## HOW TO COMPLETE THIS TASK
What is needed is an exact copy of all the entries.

═════ INFORMATION PROVIDED ═════

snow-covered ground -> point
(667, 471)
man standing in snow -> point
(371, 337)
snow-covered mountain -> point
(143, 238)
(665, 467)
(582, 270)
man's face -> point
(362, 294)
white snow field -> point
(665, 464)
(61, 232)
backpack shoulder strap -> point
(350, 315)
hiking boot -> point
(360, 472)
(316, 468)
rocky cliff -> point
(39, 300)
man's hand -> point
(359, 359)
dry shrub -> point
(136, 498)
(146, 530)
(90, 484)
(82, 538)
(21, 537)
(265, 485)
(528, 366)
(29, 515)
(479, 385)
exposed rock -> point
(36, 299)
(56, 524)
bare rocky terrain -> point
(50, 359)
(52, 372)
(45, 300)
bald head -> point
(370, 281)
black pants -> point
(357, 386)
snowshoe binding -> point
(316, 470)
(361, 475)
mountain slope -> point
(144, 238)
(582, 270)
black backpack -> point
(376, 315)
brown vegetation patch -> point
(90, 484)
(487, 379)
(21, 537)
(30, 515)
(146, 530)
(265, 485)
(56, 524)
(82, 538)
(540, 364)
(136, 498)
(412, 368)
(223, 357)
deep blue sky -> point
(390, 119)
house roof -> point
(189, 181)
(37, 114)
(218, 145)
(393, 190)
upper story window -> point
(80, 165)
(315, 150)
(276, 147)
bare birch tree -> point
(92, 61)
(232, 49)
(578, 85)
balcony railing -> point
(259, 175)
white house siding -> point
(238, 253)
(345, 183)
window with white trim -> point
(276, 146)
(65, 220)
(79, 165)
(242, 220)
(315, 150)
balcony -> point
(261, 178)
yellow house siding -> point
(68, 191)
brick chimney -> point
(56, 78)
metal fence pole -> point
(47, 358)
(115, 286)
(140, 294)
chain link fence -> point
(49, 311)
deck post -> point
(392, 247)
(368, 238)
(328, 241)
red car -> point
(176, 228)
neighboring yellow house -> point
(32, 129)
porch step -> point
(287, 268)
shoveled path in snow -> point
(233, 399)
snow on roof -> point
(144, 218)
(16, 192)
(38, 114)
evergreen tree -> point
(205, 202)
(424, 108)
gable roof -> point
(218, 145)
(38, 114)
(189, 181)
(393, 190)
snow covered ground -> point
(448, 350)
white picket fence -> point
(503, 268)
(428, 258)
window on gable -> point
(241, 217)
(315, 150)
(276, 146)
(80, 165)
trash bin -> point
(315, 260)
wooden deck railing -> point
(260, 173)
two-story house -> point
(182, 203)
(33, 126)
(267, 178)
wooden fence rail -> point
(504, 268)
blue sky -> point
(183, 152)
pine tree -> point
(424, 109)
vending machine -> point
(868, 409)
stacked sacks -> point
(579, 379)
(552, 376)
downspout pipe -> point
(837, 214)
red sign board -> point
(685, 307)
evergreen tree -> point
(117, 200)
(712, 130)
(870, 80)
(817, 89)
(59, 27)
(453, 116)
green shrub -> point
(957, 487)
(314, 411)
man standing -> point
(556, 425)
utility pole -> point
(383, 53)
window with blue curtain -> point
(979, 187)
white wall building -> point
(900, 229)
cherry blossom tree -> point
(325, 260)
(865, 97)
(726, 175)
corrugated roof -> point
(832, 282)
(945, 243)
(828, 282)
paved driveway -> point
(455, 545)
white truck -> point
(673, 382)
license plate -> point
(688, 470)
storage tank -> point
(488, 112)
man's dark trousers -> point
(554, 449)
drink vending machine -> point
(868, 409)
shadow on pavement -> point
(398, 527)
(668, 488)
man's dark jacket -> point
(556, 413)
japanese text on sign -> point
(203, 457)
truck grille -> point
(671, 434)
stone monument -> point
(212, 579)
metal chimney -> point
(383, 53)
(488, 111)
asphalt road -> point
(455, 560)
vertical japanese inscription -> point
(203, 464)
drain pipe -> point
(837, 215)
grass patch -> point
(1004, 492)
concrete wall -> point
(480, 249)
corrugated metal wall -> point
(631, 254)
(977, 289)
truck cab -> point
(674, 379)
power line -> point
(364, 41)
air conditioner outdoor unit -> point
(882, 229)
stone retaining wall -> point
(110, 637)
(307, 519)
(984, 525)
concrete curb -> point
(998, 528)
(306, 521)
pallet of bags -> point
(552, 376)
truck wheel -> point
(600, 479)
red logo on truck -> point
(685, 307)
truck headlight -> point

═════

## TASK RESPONSE
snow-covered ground -> point
(667, 471)
man standing in snow -> point
(371, 337)
snow-covered mountain -> point
(143, 238)
(665, 467)
(582, 270)
man's face -> point
(362, 294)
white snow field -> point
(665, 464)
(61, 232)
backpack shoulder strap -> point
(350, 315)
hiking boot -> point
(360, 472)
(316, 468)
rocky cliff -> point
(39, 300)
man's hand -> point
(359, 359)
dry shrub -> point
(136, 498)
(146, 530)
(90, 484)
(82, 538)
(21, 537)
(265, 485)
(528, 366)
(29, 515)
(479, 385)
exposed rock -> point
(36, 299)
(56, 524)
bare rocky terrain -> point
(50, 359)
(52, 372)
(45, 300)
bald head -> point
(370, 281)
black pants -> point
(357, 386)
snowshoe binding -> point
(316, 470)
(361, 475)
mountain slope -> point
(144, 238)
(582, 270)
black backpack -> point
(376, 315)
brown vegetation patch -> point
(90, 484)
(487, 379)
(21, 537)
(30, 515)
(146, 530)
(265, 485)
(56, 524)
(82, 538)
(540, 364)
(136, 498)
(412, 368)
(223, 357)
deep blue sky -> point
(390, 119)
house roof -> point
(189, 181)
(37, 114)
(218, 145)
(393, 190)
upper story window -> point
(80, 165)
(315, 150)
(276, 147)
bare birch tree -> point
(92, 61)
(232, 49)
(578, 85)
balcony railing -> point
(259, 175)
white house siding -> point
(238, 253)
(345, 183)
window with white trim -> point
(276, 146)
(65, 220)
(79, 165)
(242, 220)
(315, 150)
balcony -> point
(261, 178)
yellow house siding -> point
(68, 191)
brick chimney -> point
(56, 78)
metal fence pole -> point
(47, 358)
(115, 286)
(140, 294)
chain link fence -> point
(49, 311)
deck post -> point
(392, 247)
(368, 238)
(328, 241)
red car -> point
(176, 228)
neighboring yellow house -> point
(32, 129)
porch step -> point
(287, 268)
shoveled path in snow -> point
(233, 399)
snow on roof -> point
(144, 218)
(16, 192)
(38, 114)
evergreen tree -> point
(205, 202)
(424, 108)
gable roof -> point
(218, 145)
(38, 114)
(189, 181)
(393, 190)
snow covered ground -> point
(448, 350)
white picket fence -> point
(503, 268)
(428, 258)
window on gable -> point
(241, 217)
(315, 150)
(276, 146)
(80, 165)
trash bin -> point
(315, 260)
wooden deck railing -> point
(260, 173)
two-story house -> point
(182, 203)
(33, 126)
(267, 178)
wooden fence rail -> point
(504, 268)
blue sky -> point
(183, 152)
pine tree -> point
(424, 109)
vending machine -> point
(868, 409)
stacked sacks -> point
(579, 379)
(552, 376)
downspout pipe -> point
(837, 214)
red sign board -> point
(685, 307)
evergreen tree -> point
(117, 200)
(712, 130)
(870, 80)
(817, 89)
(59, 27)
(453, 116)
green shrub -> point
(957, 487)
(314, 411)
man standing -> point
(556, 425)
utility pole -> point
(383, 53)
window with blue curtain -> point
(979, 187)
white wall building -> point
(900, 229)
cherry blossom tree -> point
(325, 260)
(865, 97)
(726, 175)
corrugated roof -> point
(832, 282)
(945, 243)
(828, 282)
paved driveway -> point
(455, 545)
white truck -> point
(673, 382)
license plate -> point
(688, 470)
storage tank -> point
(488, 112)
man's dark trousers -> point
(554, 449)
drink vending machine -> point
(868, 409)
shadow on pavement -> point
(398, 527)
(668, 488)
man's dark jacket -> point
(556, 413)
japanese text on sign -> point
(203, 457)
truck grille -> point
(671, 434)
stone monument -> point
(212, 579)
metal chimney -> point
(383, 53)
(488, 111)
asphalt road -> point
(455, 560)
vertical japanese inscription -> point
(203, 464)
drain pipe -> point
(837, 215)
grass patch -> point
(1004, 492)
concrete wall -> point
(480, 249)
corrugated metal wall -> point
(631, 254)
(977, 289)
truck cab -> point
(674, 379)
power line -> point
(364, 41)
air conditioner outdoor unit -> point
(882, 229)
stone retaining wall -> point
(110, 637)
(307, 519)
(984, 525)
concrete curb -> point
(998, 528)
(306, 521)
pallet of bags -> point
(552, 376)
truck wheel -> point
(600, 479)
red logo on truck -> point
(685, 307)
truck headlight -> point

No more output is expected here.